◆ Material for this exercise:
## Start

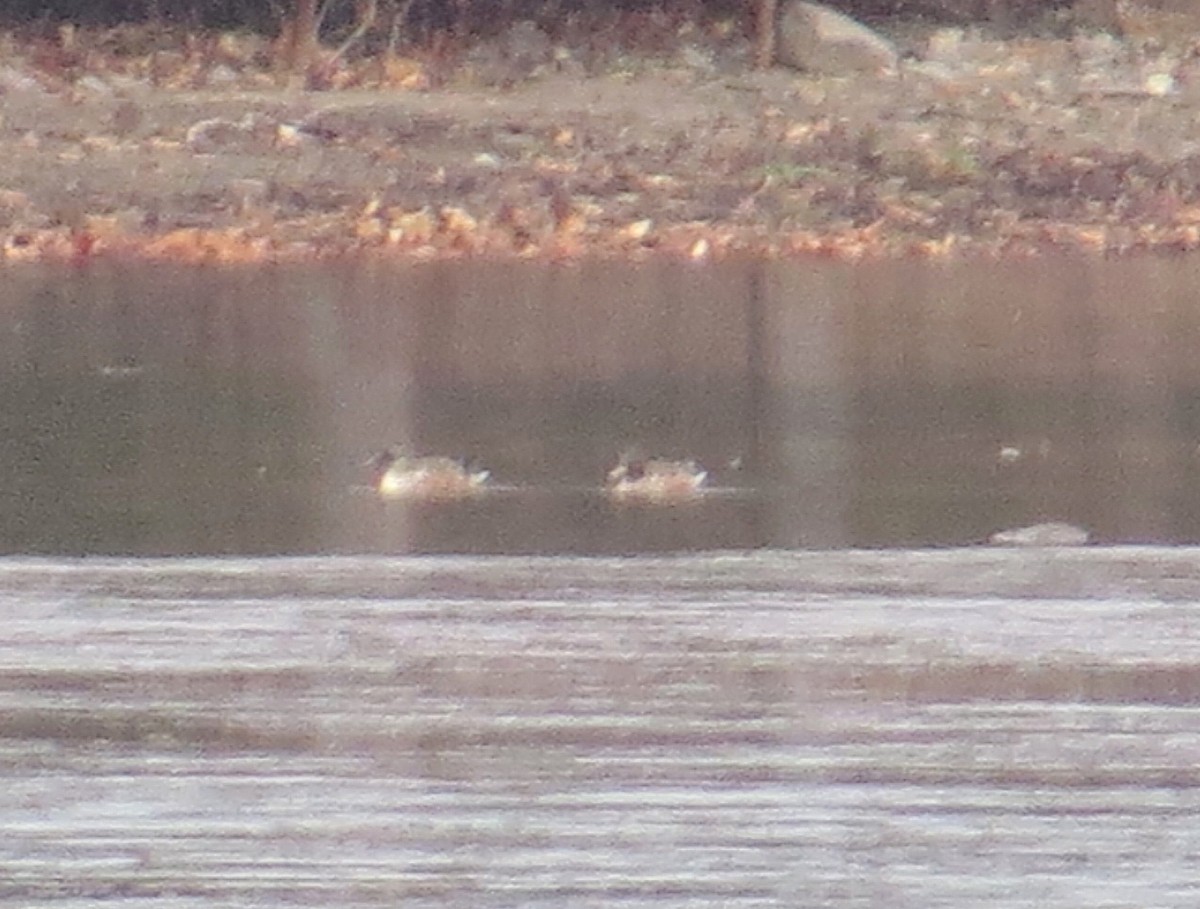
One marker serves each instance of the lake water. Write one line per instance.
(231, 675)
(1003, 728)
(161, 411)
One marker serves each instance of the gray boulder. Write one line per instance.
(816, 38)
(1054, 533)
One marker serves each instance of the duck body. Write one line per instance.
(655, 481)
(425, 479)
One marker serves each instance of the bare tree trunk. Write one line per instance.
(298, 37)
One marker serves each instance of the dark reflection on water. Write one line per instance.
(169, 410)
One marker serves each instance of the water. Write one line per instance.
(876, 729)
(768, 716)
(160, 411)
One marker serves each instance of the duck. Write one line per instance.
(655, 481)
(395, 475)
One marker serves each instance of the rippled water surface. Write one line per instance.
(972, 727)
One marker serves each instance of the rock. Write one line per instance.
(1054, 533)
(817, 38)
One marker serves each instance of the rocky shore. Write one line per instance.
(618, 137)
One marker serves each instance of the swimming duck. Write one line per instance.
(432, 479)
(655, 481)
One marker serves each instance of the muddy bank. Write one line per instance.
(598, 144)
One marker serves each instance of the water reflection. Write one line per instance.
(159, 410)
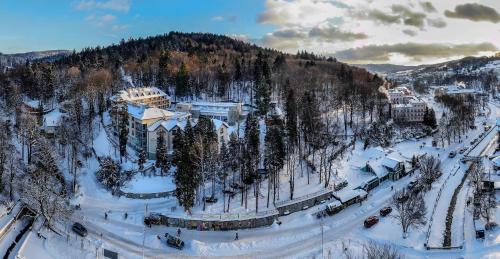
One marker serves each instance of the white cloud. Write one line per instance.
(354, 24)
(217, 19)
(100, 20)
(114, 5)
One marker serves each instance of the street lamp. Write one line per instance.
(322, 239)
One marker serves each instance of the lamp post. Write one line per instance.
(322, 239)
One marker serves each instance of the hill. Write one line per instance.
(385, 68)
(17, 58)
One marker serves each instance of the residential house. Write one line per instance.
(169, 126)
(52, 121)
(229, 112)
(150, 96)
(140, 118)
(405, 107)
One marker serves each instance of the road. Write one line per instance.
(298, 232)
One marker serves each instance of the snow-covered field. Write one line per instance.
(299, 235)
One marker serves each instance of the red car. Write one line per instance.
(370, 221)
(385, 211)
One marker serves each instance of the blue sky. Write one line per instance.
(405, 32)
(27, 25)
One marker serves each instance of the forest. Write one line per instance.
(324, 101)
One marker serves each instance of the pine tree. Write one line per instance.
(291, 118)
(186, 180)
(161, 153)
(252, 135)
(142, 159)
(123, 132)
(182, 81)
(163, 72)
(274, 156)
(430, 118)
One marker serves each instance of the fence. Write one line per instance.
(204, 222)
(145, 196)
(434, 210)
(304, 202)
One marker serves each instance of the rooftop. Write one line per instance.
(137, 94)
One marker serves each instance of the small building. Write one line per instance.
(140, 118)
(496, 163)
(348, 197)
(179, 122)
(384, 166)
(404, 106)
(229, 112)
(52, 121)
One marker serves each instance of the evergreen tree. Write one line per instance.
(142, 159)
(430, 118)
(161, 153)
(163, 72)
(123, 132)
(224, 166)
(291, 117)
(186, 181)
(252, 136)
(182, 81)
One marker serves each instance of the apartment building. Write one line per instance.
(150, 96)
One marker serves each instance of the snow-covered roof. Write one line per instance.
(334, 204)
(53, 118)
(220, 105)
(137, 94)
(369, 154)
(391, 162)
(142, 112)
(347, 195)
(491, 177)
(496, 161)
(218, 124)
(179, 119)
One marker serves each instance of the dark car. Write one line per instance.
(370, 221)
(153, 219)
(210, 199)
(174, 241)
(385, 211)
(412, 185)
(79, 229)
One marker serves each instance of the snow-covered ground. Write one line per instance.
(299, 235)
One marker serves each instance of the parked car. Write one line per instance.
(153, 219)
(79, 229)
(385, 211)
(210, 199)
(412, 184)
(370, 221)
(490, 225)
(174, 241)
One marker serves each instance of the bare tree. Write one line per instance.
(429, 168)
(475, 175)
(373, 250)
(43, 188)
(411, 210)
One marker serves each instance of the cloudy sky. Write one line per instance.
(355, 31)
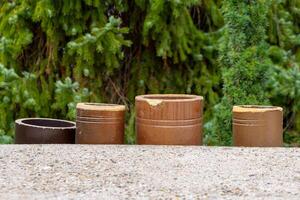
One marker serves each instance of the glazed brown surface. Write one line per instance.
(44, 131)
(169, 119)
(100, 123)
(257, 126)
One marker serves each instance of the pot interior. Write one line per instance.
(99, 104)
(48, 123)
(169, 97)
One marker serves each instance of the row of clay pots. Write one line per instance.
(160, 119)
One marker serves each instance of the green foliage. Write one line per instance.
(244, 64)
(54, 54)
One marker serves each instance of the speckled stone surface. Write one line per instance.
(148, 172)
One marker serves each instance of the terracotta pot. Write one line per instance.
(257, 126)
(44, 131)
(99, 123)
(169, 119)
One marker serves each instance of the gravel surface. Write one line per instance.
(148, 172)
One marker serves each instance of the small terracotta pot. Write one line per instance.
(257, 126)
(99, 123)
(44, 131)
(169, 119)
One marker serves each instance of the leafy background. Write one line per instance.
(54, 54)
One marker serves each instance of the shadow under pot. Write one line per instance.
(169, 119)
(99, 123)
(257, 126)
(44, 131)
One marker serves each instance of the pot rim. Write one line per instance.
(72, 125)
(255, 108)
(169, 97)
(100, 106)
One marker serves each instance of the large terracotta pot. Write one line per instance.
(99, 123)
(257, 126)
(44, 131)
(169, 119)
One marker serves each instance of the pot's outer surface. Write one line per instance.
(100, 123)
(257, 126)
(47, 133)
(170, 119)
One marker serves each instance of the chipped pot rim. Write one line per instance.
(100, 106)
(169, 97)
(255, 108)
(57, 124)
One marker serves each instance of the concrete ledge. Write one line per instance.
(118, 172)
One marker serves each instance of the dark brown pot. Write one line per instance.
(257, 126)
(99, 123)
(44, 131)
(169, 119)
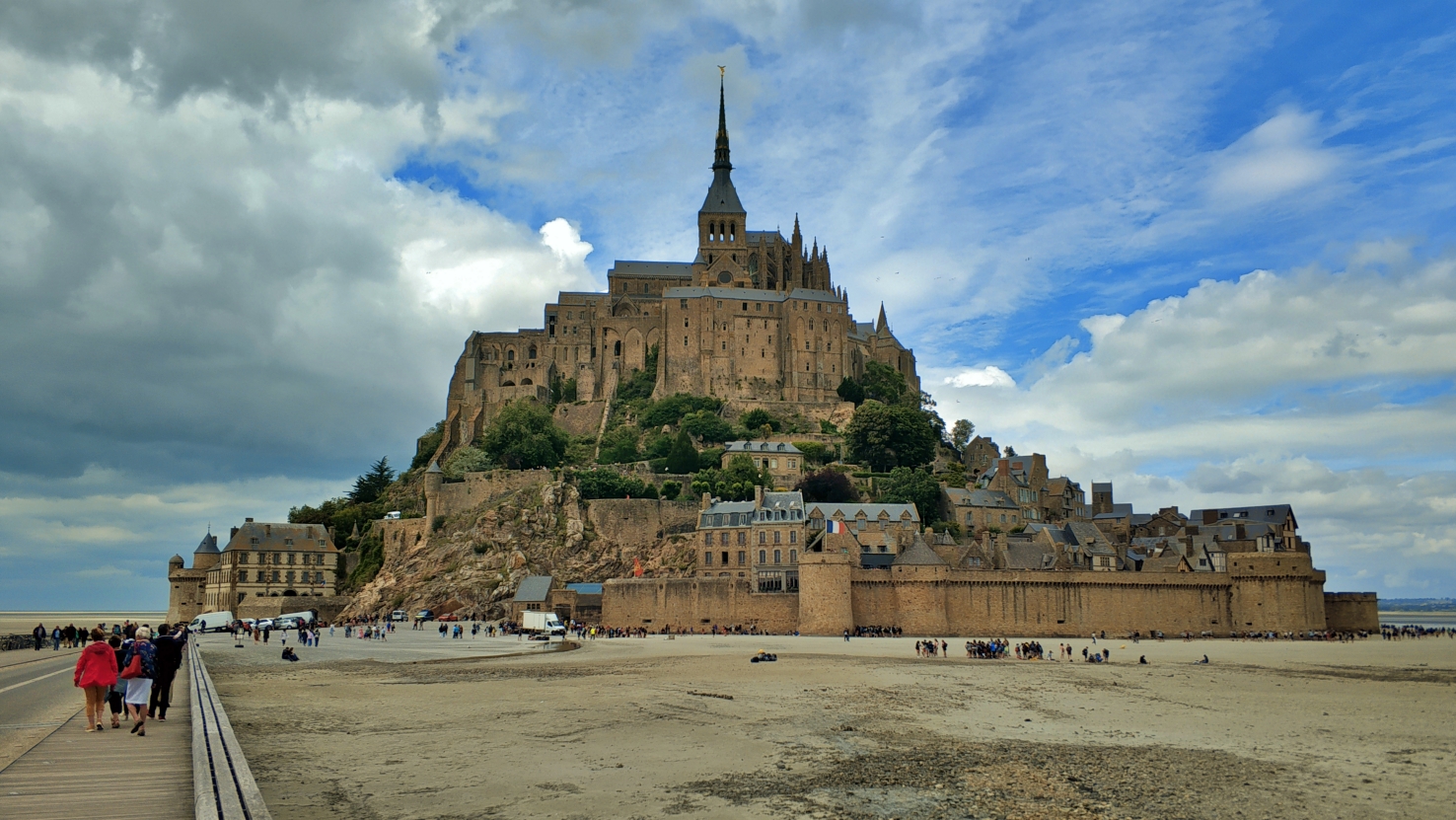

## End

◆ What you are asked to do: Give the number of lines in the data above that contain the string "covered", matching case exactly. Reply with the number alone.

◆ Result below: 3